**TASK INSTRUCTIONS**: Convert the entries below into a two-column CSV with the headers entry_text and answer, starting with the line containing "the dark bread" and going on through the line containing "column 188, row 61", both included. Give one row per entry, put each field in double quotes, replace any line breaks with spaces, and leave out the pictures.

___ DATASET

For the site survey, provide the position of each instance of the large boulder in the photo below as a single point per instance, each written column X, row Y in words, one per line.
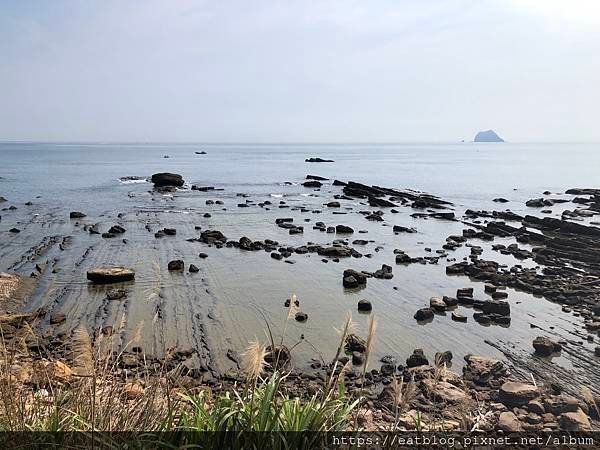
column 110, row 274
column 167, row 179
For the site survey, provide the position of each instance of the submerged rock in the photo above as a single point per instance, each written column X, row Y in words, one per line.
column 167, row 179
column 110, row 274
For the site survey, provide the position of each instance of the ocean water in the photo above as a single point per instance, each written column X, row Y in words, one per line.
column 236, row 292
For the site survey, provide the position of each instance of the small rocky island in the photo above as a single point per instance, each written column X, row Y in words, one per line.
column 487, row 136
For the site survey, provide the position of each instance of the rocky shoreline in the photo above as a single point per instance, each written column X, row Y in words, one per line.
column 567, row 258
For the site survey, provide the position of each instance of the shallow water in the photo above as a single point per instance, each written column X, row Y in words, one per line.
column 228, row 301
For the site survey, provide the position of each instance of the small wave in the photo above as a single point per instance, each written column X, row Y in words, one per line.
column 132, row 180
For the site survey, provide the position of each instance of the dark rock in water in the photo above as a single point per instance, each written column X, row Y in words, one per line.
column 312, row 183
column 167, row 179
column 343, row 229
column 384, row 273
column 364, row 305
column 117, row 229
column 545, row 347
column 380, row 203
column 459, row 317
column 202, row 188
column 318, row 160
column 212, row 236
column 487, row 136
column 301, row 317
column 177, row 264
column 57, row 318
column 355, row 343
column 417, row 359
column 401, row 229
column 536, row 203
column 424, row 314
column 110, row 274
column 116, row 294
column 353, row 279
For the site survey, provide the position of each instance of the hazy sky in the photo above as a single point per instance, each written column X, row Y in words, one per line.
column 315, row 71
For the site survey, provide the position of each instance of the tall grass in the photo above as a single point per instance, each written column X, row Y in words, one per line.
column 41, row 393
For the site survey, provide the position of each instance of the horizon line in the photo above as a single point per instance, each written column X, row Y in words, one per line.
column 218, row 143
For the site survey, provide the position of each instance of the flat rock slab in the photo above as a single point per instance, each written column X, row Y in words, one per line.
column 112, row 274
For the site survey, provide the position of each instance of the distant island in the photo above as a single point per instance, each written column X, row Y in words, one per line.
column 487, row 136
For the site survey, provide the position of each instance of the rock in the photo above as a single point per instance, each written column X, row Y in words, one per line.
column 301, row 316
column 110, row 274
column 536, row 407
column 437, row 304
column 514, row 393
column 353, row 279
column 57, row 318
column 495, row 307
column 364, row 305
column 443, row 358
column 417, row 359
column 509, row 423
column 450, row 301
column 424, row 314
column 116, row 294
column 167, row 179
column 318, row 160
column 458, row 317
column 545, row 346
column 487, row 136
column 177, row 264
column 535, row 203
column 312, row 183
column 444, row 392
column 117, row 229
column 357, row 359
column 401, row 229
column 355, row 343
column 343, row 229
column 575, row 421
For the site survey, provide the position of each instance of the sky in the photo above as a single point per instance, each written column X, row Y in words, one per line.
column 299, row 71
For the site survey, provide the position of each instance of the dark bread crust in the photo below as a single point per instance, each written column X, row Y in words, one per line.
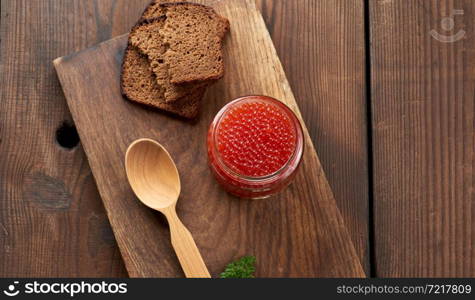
column 190, row 77
column 139, row 38
column 135, row 64
column 188, row 61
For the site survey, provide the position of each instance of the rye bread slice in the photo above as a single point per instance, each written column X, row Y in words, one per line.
column 138, row 84
column 187, row 40
column 153, row 10
column 145, row 37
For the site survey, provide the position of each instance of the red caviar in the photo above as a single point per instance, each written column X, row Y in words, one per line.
column 255, row 145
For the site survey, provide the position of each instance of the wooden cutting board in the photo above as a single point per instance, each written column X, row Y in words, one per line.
column 298, row 233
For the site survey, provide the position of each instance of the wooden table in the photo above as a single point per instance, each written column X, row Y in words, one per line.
column 390, row 109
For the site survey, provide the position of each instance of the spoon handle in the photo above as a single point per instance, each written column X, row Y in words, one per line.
column 185, row 247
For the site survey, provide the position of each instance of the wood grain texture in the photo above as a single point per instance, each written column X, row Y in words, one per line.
column 299, row 233
column 424, row 134
column 321, row 46
column 52, row 221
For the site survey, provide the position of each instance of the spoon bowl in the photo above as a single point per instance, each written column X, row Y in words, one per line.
column 154, row 179
column 152, row 174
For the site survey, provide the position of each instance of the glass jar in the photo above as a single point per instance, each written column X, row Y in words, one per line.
column 263, row 185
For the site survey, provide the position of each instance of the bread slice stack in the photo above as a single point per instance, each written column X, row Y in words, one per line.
column 174, row 54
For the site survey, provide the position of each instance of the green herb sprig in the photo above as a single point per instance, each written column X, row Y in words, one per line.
column 245, row 267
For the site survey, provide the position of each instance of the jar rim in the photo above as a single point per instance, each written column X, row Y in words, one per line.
column 294, row 159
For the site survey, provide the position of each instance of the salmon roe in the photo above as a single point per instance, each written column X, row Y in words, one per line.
column 256, row 139
column 255, row 145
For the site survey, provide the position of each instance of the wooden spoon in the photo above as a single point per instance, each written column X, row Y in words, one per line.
column 155, row 180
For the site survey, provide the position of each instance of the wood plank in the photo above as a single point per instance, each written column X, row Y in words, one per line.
column 52, row 221
column 423, row 128
column 321, row 46
column 299, row 233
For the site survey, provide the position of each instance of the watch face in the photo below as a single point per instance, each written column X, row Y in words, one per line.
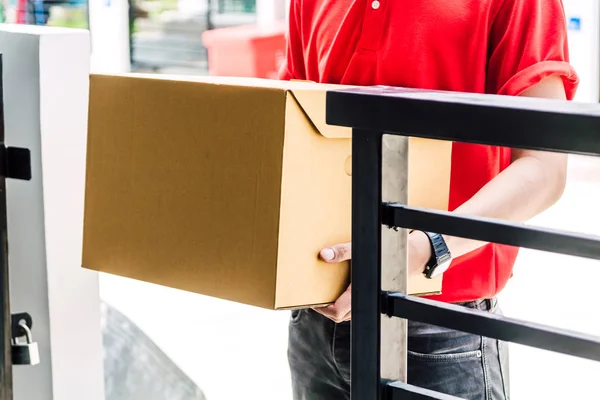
column 441, row 268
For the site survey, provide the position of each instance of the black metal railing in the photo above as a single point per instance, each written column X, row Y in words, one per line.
column 537, row 124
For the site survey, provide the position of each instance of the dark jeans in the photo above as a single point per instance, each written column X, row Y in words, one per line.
column 460, row 364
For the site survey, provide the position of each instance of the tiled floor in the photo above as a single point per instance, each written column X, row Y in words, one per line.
column 237, row 352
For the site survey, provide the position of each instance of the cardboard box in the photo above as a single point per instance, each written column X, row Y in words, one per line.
column 227, row 187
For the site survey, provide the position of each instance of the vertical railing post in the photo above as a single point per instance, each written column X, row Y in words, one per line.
column 6, row 392
column 394, row 277
column 366, row 258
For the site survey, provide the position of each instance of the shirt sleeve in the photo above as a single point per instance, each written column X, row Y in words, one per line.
column 293, row 64
column 528, row 42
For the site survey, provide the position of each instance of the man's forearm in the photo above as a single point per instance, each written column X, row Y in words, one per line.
column 533, row 182
column 522, row 191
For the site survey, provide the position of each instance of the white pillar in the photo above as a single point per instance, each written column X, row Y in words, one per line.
column 45, row 77
column 109, row 30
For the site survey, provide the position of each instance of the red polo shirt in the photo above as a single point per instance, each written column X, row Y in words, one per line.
column 481, row 46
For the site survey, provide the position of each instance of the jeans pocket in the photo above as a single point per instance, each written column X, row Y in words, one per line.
column 296, row 316
column 450, row 357
column 459, row 374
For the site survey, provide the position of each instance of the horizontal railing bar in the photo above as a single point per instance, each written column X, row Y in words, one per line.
column 492, row 325
column 491, row 230
column 404, row 391
column 508, row 121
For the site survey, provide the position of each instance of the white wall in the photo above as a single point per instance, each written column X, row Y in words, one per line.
column 45, row 77
column 583, row 17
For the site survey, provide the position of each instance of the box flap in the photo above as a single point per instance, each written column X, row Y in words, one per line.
column 312, row 98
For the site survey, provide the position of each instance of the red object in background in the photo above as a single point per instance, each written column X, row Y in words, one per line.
column 21, row 11
column 249, row 50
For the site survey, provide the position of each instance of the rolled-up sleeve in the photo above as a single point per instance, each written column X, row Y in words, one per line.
column 528, row 42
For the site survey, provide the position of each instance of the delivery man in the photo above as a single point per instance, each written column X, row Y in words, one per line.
column 506, row 47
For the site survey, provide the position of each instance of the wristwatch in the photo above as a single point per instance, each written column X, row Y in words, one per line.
column 440, row 256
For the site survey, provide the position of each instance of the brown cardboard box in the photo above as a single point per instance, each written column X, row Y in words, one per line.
column 227, row 187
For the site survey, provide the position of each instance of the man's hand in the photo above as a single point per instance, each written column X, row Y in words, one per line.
column 419, row 252
column 341, row 310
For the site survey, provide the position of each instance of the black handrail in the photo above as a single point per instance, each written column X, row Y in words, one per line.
column 538, row 124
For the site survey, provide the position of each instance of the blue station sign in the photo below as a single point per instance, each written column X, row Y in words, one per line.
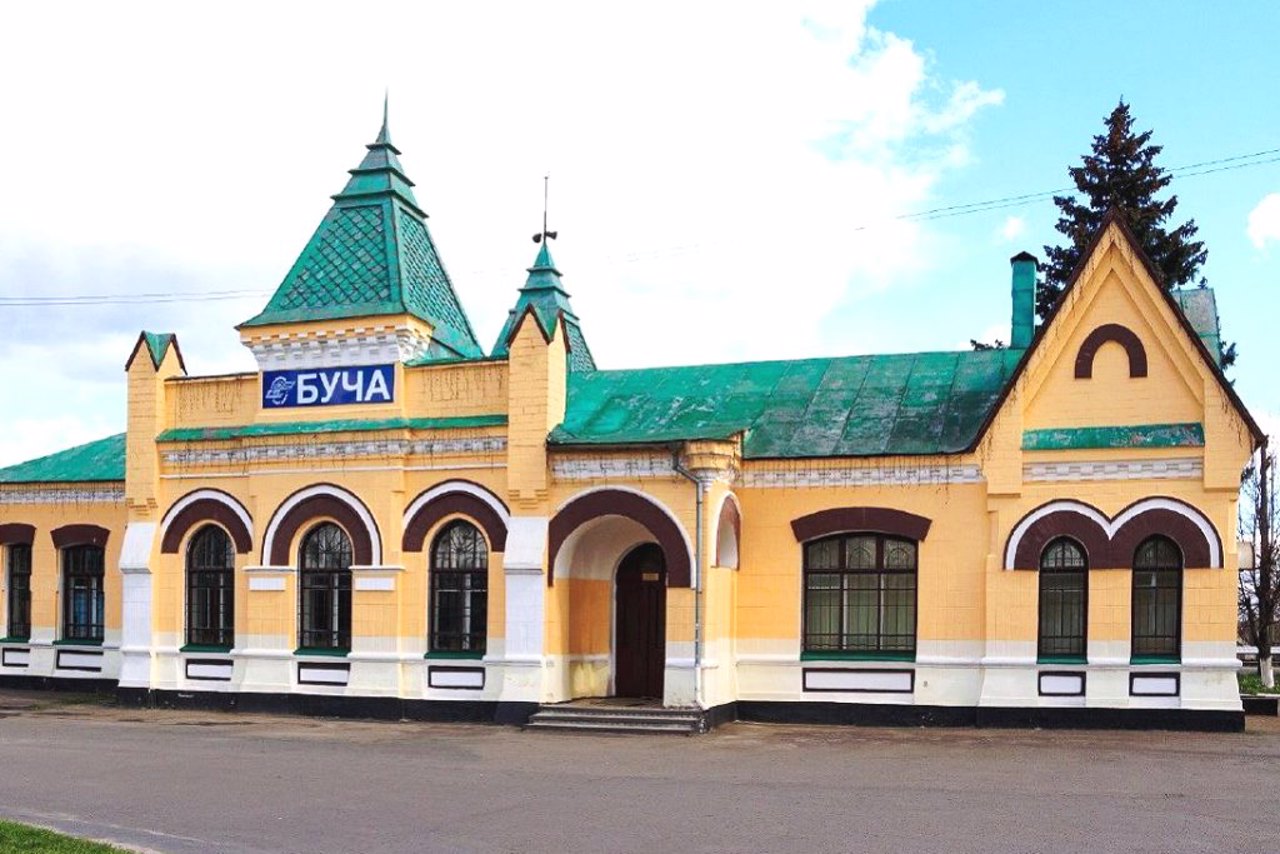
column 329, row 386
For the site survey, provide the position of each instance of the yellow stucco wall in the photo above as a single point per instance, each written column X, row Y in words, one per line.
column 965, row 596
column 46, row 516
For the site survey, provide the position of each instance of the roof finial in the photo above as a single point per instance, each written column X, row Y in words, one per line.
column 544, row 234
column 384, row 136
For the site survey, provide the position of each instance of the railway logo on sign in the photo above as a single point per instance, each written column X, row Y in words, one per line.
column 329, row 386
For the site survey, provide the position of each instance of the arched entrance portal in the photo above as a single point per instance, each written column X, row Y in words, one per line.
column 640, row 622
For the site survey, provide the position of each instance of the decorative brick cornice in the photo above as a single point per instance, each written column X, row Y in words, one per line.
column 1174, row 469
column 800, row 476
column 374, row 345
column 336, row 451
column 104, row 494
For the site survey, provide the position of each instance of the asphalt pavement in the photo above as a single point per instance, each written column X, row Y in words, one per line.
column 181, row 781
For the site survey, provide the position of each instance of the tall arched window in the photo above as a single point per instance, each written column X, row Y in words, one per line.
column 1064, row 602
column 324, row 621
column 860, row 596
column 460, row 589
column 1157, row 599
column 19, row 592
column 210, row 588
column 83, row 612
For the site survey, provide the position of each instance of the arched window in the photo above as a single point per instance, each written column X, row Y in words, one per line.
column 860, row 596
column 325, row 583
column 1157, row 599
column 210, row 589
column 82, row 594
column 1064, row 602
column 19, row 592
column 460, row 589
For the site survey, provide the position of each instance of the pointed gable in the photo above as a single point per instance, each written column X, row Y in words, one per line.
column 1118, row 364
column 545, row 297
column 158, row 345
column 373, row 255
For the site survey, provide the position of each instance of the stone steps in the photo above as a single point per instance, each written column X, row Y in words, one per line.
column 567, row 717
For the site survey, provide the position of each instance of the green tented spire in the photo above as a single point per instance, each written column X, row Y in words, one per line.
column 373, row 255
column 547, row 297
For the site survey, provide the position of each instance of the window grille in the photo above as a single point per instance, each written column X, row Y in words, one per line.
column 1157, row 599
column 19, row 590
column 860, row 596
column 324, row 620
column 82, row 594
column 210, row 588
column 1063, row 601
column 460, row 589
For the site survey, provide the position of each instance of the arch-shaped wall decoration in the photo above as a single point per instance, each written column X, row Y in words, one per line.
column 728, row 533
column 69, row 535
column 323, row 501
column 456, row 497
column 844, row 520
column 1105, row 333
column 1174, row 519
column 206, row 506
column 17, row 534
column 612, row 501
column 1110, row 543
column 1082, row 523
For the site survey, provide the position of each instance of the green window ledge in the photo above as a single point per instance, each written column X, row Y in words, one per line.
column 835, row 654
column 321, row 651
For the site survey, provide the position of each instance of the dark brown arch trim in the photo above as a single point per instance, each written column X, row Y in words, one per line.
column 617, row 502
column 1165, row 523
column 455, row 503
column 320, row 507
column 1124, row 337
column 1064, row 523
column 17, row 534
column 206, row 510
column 842, row 520
column 69, row 535
column 730, row 516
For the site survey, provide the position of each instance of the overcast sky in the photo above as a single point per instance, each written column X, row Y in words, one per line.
column 726, row 178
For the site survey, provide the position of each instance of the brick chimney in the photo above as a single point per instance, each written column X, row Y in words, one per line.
column 1023, row 327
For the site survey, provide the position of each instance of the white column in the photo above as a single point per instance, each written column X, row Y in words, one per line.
column 136, row 647
column 526, row 590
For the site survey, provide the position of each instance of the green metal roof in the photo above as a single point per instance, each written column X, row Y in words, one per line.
column 342, row 425
column 909, row 403
column 1200, row 307
column 96, row 461
column 545, row 296
column 158, row 342
column 374, row 255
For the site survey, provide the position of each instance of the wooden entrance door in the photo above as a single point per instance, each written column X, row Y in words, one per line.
column 640, row 622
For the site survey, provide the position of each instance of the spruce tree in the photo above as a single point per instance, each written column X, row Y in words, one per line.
column 1121, row 173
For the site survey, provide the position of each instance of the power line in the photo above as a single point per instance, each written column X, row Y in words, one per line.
column 1188, row 170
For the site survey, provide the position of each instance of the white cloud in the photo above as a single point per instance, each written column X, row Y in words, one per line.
column 712, row 164
column 1013, row 228
column 1265, row 220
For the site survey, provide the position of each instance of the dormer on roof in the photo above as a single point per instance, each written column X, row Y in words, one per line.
column 545, row 297
column 369, row 287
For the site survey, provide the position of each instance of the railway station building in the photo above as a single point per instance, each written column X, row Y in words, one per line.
column 389, row 519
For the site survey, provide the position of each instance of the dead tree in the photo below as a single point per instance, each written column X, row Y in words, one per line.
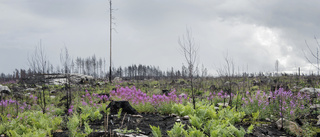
column 37, row 62
column 314, row 54
column 189, row 50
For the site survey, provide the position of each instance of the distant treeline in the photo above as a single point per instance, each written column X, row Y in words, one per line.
column 96, row 68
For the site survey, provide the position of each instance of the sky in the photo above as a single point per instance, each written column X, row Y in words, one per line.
column 251, row 33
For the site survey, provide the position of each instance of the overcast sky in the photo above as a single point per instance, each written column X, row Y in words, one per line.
column 254, row 33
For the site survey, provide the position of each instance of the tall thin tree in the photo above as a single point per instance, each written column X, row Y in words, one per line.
column 110, row 74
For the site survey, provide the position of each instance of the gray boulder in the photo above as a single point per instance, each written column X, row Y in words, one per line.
column 4, row 89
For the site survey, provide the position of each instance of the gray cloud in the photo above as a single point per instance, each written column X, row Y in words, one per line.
column 253, row 33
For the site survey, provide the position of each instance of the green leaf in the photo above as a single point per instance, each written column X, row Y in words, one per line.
column 156, row 131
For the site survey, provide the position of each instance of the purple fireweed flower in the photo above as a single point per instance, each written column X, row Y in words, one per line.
column 70, row 109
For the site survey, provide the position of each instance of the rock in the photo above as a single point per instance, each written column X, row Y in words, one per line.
column 289, row 125
column 125, row 105
column 311, row 91
column 30, row 90
column 174, row 115
column 5, row 89
column 223, row 104
column 137, row 116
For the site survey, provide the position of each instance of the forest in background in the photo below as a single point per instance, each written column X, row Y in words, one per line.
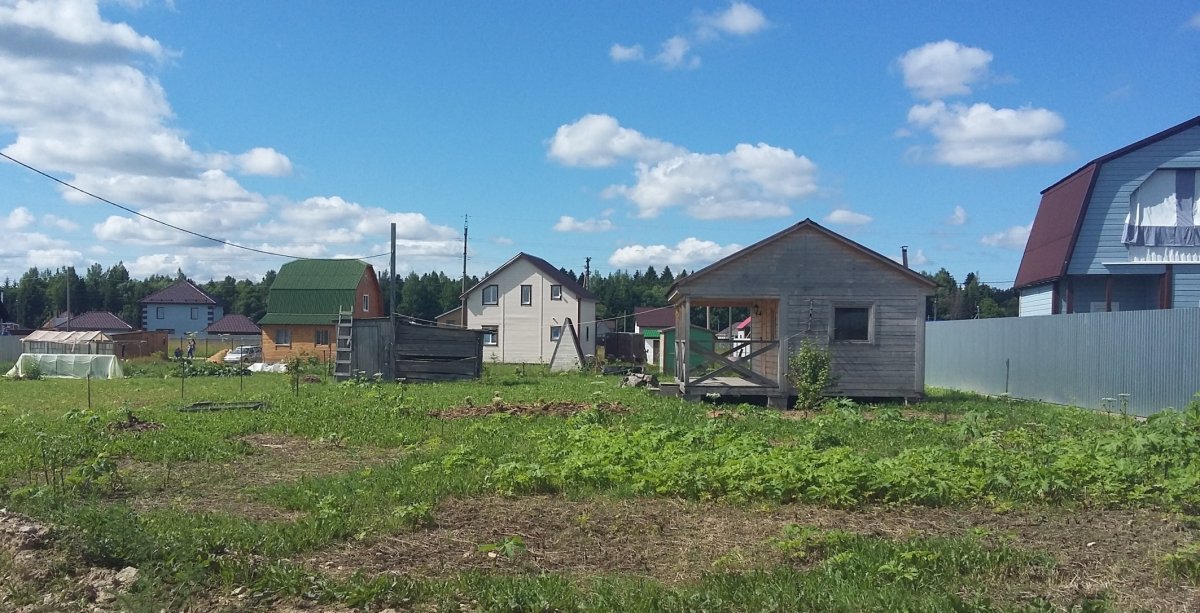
column 42, row 293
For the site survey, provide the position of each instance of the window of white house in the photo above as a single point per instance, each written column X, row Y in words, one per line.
column 492, row 335
column 852, row 324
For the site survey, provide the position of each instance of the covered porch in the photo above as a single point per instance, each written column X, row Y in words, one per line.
column 751, row 366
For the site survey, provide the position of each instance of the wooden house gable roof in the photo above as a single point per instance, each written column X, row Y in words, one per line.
column 311, row 292
column 804, row 227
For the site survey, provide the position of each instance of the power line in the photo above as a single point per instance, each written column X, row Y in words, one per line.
column 185, row 230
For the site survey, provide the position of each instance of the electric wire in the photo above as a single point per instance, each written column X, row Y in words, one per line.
column 185, row 230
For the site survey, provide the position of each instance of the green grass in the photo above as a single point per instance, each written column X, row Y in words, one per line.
column 59, row 461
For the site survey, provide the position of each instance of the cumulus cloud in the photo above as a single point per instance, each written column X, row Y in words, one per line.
column 17, row 218
column 568, row 223
column 958, row 217
column 621, row 53
column 675, row 54
column 847, row 217
column 688, row 252
column 264, row 161
column 1012, row 239
column 982, row 136
column 943, row 68
column 61, row 223
column 739, row 19
column 750, row 181
column 598, row 139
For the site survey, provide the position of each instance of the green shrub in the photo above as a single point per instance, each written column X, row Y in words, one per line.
column 808, row 371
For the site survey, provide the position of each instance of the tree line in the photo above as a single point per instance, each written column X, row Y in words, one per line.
column 42, row 293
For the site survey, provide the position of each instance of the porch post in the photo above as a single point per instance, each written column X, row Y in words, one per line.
column 784, row 342
column 683, row 326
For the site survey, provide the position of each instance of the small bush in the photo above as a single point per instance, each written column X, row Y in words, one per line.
column 809, row 372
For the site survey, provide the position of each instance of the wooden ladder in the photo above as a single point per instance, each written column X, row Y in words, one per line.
column 343, row 368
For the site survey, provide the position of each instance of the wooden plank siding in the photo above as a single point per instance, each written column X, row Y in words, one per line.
column 809, row 274
column 303, row 342
column 1099, row 234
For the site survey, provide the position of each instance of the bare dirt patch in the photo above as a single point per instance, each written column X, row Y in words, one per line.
column 541, row 408
column 229, row 487
column 1110, row 552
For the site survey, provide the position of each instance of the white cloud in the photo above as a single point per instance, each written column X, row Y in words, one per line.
column 597, row 140
column 750, row 181
column 264, row 161
column 943, row 68
column 61, row 223
column 17, row 218
column 53, row 258
column 688, row 252
column 847, row 217
column 739, row 19
column 621, row 53
column 959, row 217
column 71, row 26
column 982, row 136
column 157, row 264
column 568, row 223
column 1012, row 239
column 675, row 54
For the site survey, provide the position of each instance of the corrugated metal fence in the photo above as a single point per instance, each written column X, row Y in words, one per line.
column 1153, row 356
column 10, row 348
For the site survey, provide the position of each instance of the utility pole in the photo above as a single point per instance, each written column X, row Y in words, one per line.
column 463, row 294
column 391, row 310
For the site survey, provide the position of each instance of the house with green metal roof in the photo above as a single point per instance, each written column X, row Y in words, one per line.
column 305, row 300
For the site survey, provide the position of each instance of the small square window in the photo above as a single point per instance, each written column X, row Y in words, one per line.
column 492, row 295
column 852, row 324
column 491, row 335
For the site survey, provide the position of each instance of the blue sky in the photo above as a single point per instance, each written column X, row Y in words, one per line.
column 634, row 133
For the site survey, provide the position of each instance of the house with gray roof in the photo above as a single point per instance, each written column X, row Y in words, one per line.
column 1122, row 233
column 523, row 307
column 180, row 308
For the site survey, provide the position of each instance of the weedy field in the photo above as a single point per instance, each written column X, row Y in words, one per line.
column 535, row 492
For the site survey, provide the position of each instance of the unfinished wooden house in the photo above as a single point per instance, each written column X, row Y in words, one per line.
column 807, row 283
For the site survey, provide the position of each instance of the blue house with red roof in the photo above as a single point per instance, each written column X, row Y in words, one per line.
column 180, row 308
column 1122, row 233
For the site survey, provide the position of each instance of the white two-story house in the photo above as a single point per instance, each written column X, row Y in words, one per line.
column 525, row 306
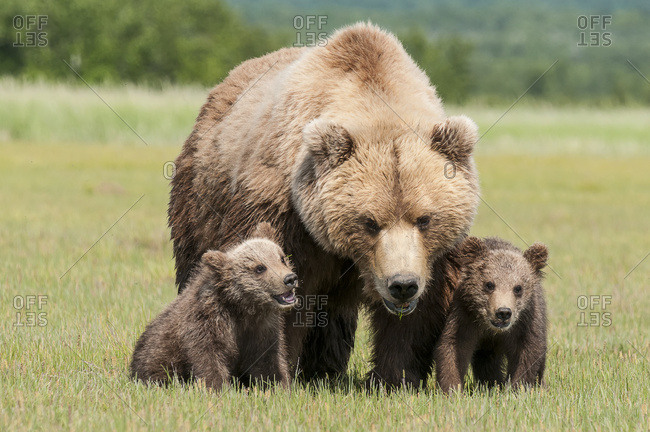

______

**SOLUTION FOR THIS EXERCISE**:
entry_text,answer
"For the site survey, provide the position of each instance of the dark bread crust in the photo below as a single point per instance, each written column X, row Y in words, one per line.","column 190, row 77 column 139, row 38 column 135, row 64 column 188, row 61"